Roundup: Quick Death for Weeds, Slow and Painful Death for You

by Sarah Pope / Affiliate Links ✔

roundup is deadly

You’ve seen the commercials. All American Dad, pump sprayer in hand, attacking those pesky weeds growing in the cracks of his family’s driveway with a vengeance. He chooses Roundup, of course.

Why?  Because Roundup kills weeds to the root so they won’t come back making you the laughingstock of your suburban neighborhood.

Roundup, Roundup everywhere. Most homeowners use it without a second thought. Many schools even use it, blithely spraying around planting beds and sidewalks where children walk and play, tracking its residues into classrooms, cars, homes and little bodies.

Roundup is indisputably the King of Herbicides and one of Monsanto’s most lucrative crown jewels. Not only is it widely used by consumers, it is also heavily used by industrial agriculture – more popular than any other herbicide worldwide. Its residues are found on the staple crops of the Western diet – sugar, corn, soy and wheat – and in the plethora of processed foods made with these foods as well.  In particular, GMO corn and soy are heavily doused in Roundup as these crops are genetically engineered to be immune to its withering effects.

The trouble is, while Roundup is highly effective at killing weeds, it’s also proving highly effective at killing us too – slowly but surely and insidiously – via Roundup’s deadly active ingredient – glyphosate.

While the pesticide industry maintains that glyphosate is minimally toxic to humans, new research published in the Journal Entropy strongly argues otherwise by shedding light on exactly how glyphosate disrupts mammalian physiology.

*RECORDED INFORMATION:*
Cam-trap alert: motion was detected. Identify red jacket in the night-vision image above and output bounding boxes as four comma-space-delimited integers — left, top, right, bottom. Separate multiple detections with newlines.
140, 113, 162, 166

*REQUIRED TASKS:*
1: In the article on Roundup above, substitute "Brand X" for "Roundup" and reproduce the text between "Roundup is indisputably" and "ingredient – glyphosate.", inclusive.
2: Which staple crops of the Western diet does the article on Roundup say carry its residues?
3: Carry on the article on Roundup from its final sentence.

*ANSWERS FOR THE EXERCISE:*
1:
Brand X is indisputably the King of Herbicides and one of Monsanto’s most lucrative crown jewels. Not only is it widely used by consumers, it is also heavily used by industrial agriculture – more popular than any other herbicide worldwide. Its residues are found on the staple crops of the Western diet – sugar, corn, soy and wheat – and in the plethora of processed foods made with these foods as well.  In particular, GMO corn and soy are heavily doused in Brand X as these crops are genetically engineered to be immune to its withering effects.

The trouble is, while Brand X is highly effective at killing weeds, it’s also proving highly effective at killing us too – slowly but surely and insidiously – via Brand X’s deadly active ingredient – glyphosate.

2: Sugar, corn, soy and wheat.

3:
Authored by Anthony Samsel and Stephanie Seneff of MIT, the paper investigates glyphosate’s inhibition of cytochrome P450 (CYP) enzymes, an overlooked component of lethal toxicity to mammals.

In the in-depth video interview below on her groundbreaking research, Dr. Seneff describes the mechanism by which the glyphosate in Roundup disrupts human biological processes.

The currently accepted view is that glyphosate is not harmful to humans or any mammals because the shikimate pathway found in plants is absent in animals.  The shikimate pathway is involved with the plant’s synthesis of certain amino acids and is lethally disrupted by glyphosate.

What has been completely overlooked until now is that the shikimate pathway is present in beneficial gut bacteria, which play a critical role in human health. Gut bacteria aid digestion, prevent permeability of the gastrointestinal tract, synthesize vitamins and provide the foundation for robust immunity.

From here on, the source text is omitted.